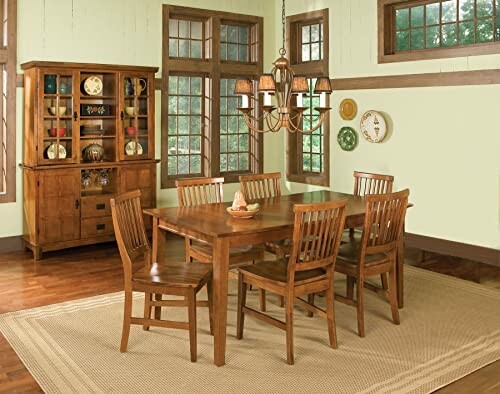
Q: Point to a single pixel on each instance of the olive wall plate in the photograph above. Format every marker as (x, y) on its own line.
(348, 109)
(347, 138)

---

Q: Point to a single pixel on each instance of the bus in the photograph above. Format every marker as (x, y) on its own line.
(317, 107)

==

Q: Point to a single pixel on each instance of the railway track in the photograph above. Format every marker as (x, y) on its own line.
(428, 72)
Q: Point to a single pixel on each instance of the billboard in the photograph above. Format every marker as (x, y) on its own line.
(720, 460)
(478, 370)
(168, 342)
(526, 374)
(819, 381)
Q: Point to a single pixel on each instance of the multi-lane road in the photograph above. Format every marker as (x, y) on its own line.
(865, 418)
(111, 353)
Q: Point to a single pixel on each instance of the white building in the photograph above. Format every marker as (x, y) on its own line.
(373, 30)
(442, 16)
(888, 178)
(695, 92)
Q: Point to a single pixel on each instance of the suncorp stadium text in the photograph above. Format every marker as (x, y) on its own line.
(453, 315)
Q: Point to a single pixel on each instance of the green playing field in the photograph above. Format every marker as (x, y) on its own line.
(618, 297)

Written problem: Return every line of the data above that contains the word "each", treating uppercase and lowercase letters as distinct.

Solution to this problem:
Q: Point to a single pixel on each instance of the olive wall plate in the photograph above. Format every marker as (x, y) on its own line.
Q: Point to a single pixel on each instance of the bus in the photograph above. Format every marker as (x, y) on its own line.
Q: Point to a single pixel on each instance of the railway track in the photograph above. Format every marker as (x, y) on its own line.
Q: Point to a single pixel on each instance of the billboard in the photograph above. Format every marker as (x, y) on its own line.
Q: Point to a single pixel on each instance of the multi-lane road in the photograph above. Format every marker as (x, y) on its own line.
Q: Point to a single pixel on each instance of the white building in the photograph above. Format every marker as (x, y) on its own line.
Q: Point to a single pixel on each instance of the suncorp stadium text in the photograph above. Format every marker as (x, y) on its own line.
Q: Point to a single pixel on each instance of the green playing field in the photograph above. Format every marker as (x, y) on its own line.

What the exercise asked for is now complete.